Brief A =>
Answer these from the article on law firm layoffs:
(i) What share of its attorney headcount did Cooley cut in 2001?
(ii) Which two firms have already made "stealth" layoffs?
(iii) What position does Katherine Loanzon hold?
Brief B =>
According to the article on law firm layoffs, why are firms cutting their workforces? Answer in one to three sentences.
Brief C =>
Write the next part of the article on law firm layoffs, picking up after its last sentence about Cooley's business booming during the pandemic.

Study text =>

----

It’s not the first time that the tech-focused firm—whose profits per equity partner topped $4 million last year—has had to make deep cuts to correct overhiring. Cooley slashed more than 10 percent of its attorney headcount in 2001 after the dotcom bubble burst and made layoffs amid the Great Recession less than a decade later.

How many other law firms will follow suit remains to be seen.

Kirkland & Ellis—the behemoth that also hired aggressively last year—and Gunderson Dettmer, which is Cooley-like in its focus on emerging tech companies, have already made “stealth” layoffs that the firms describe as performance-based. Cooley made similar reductions earlier this year, before the latest round of layoffs.

Legal industry experts attribute the workforce reductions to overhiring during the boom time, which left some firms with an inflated bench when demand for business transactions and other lucrative work began to stall earlier this year.

Cuts were “inevitable and almost expected” considering the market downturn, said Katherine Loanzon, New York-based managing director of Kinney Recruiting. The “writing was on the wall,” she said.

‘Money Walking Out the Door’

Cooley, with its stable of major tech clients like Twitter, Inc., Meta Platforms Inc.'s Facebook and Apple, Inc., is best known for its emerging companies work. Business boomed during the pandemic, thanks to the SPAC craze and record-setting IPOs.

----

Supplied material =>
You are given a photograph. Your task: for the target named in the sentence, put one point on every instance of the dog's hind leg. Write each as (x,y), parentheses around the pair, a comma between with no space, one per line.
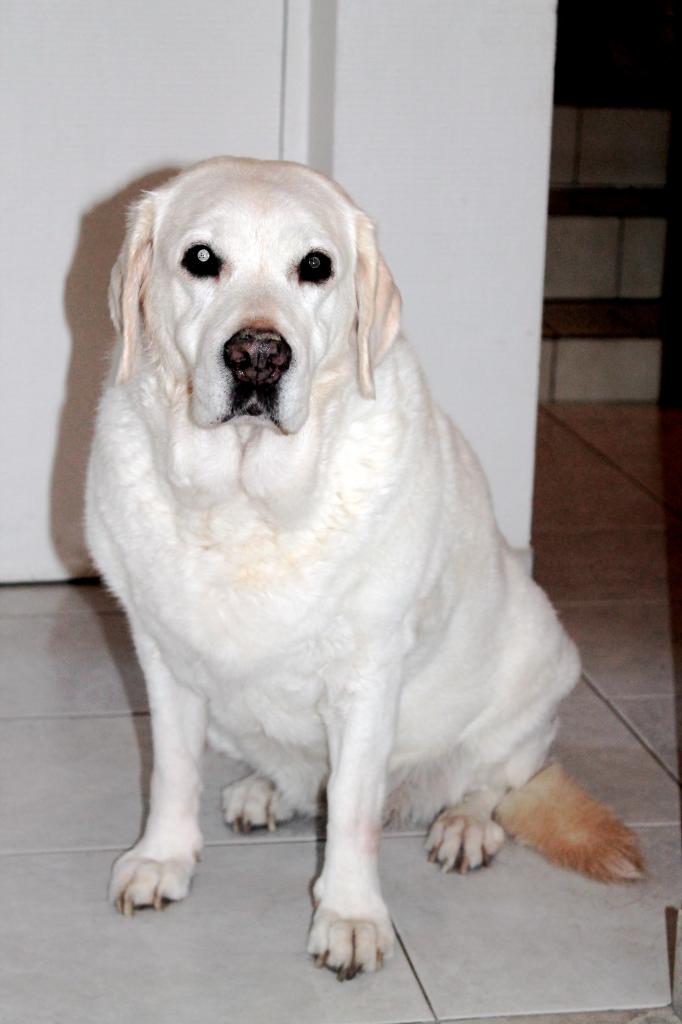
(464,837)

----

Written response A =>
(i) More than 10 percent.
(ii) Kirkland & Ellis and Gunderson Dettmer.
(iii) She is the New York-based managing director of Kinney Recruiting.

Written response B =>
Legal industry experts say firms overhired during the boom. When demand for business transactions and other lucrative work began to stall earlier this year, some firms were left with an inflated bench.

Written response C =>
By the end of 2020, lawyers were billing record hours while largely working from home and navigating the chaos of the pandemic. They just kept getting busier, until earlier this year when demand hit the skids.

M&A deals fell nearly 29% over the first three quarter while IPOs plummeted 90% over the same time period, according to Bloomberg data.

“I think everybody hired for what the market was, and we weren’t expecting the market to slow down as quickly as it did,” said Stephanie Biderman, a New York-based partner at legal recruiter Major, Lindsey & Africa.

Cooley is no stranger to mass layoffs in the face of changing economic circumstances.

The firm laid off 85 associates and 50 paralegals as the bottom fell out of the dotcom bubble in 2001.

''In response to what was in retrospect a huge spike in demand for our services in 1999 and 2000, we hired and built up capacity,” then-Cooley chairman Stephen Neal told the New York Times in 2001. ''When the downturn hit, it left us with too many’’ lawyers, he said.

Conroy sounded a similar note in his Wednesday email explaining the new cuts. He said the firm hired up to meet “unprecedented demand and to help ease unsustainable workloads” in 2020 and 2021.

Cooley was one of the top hiring firms during the recruiting frenzy, bringing on more 300 associates since July 2020, according to data compiled by Leopard Solutions. The firm also lost nearly 180 associates over that same time, according to Leopard.

Avoiding the layoffs would have meant hiring fewer associates, Henderson said, but also likely losing lawyers already at the firm over burnout.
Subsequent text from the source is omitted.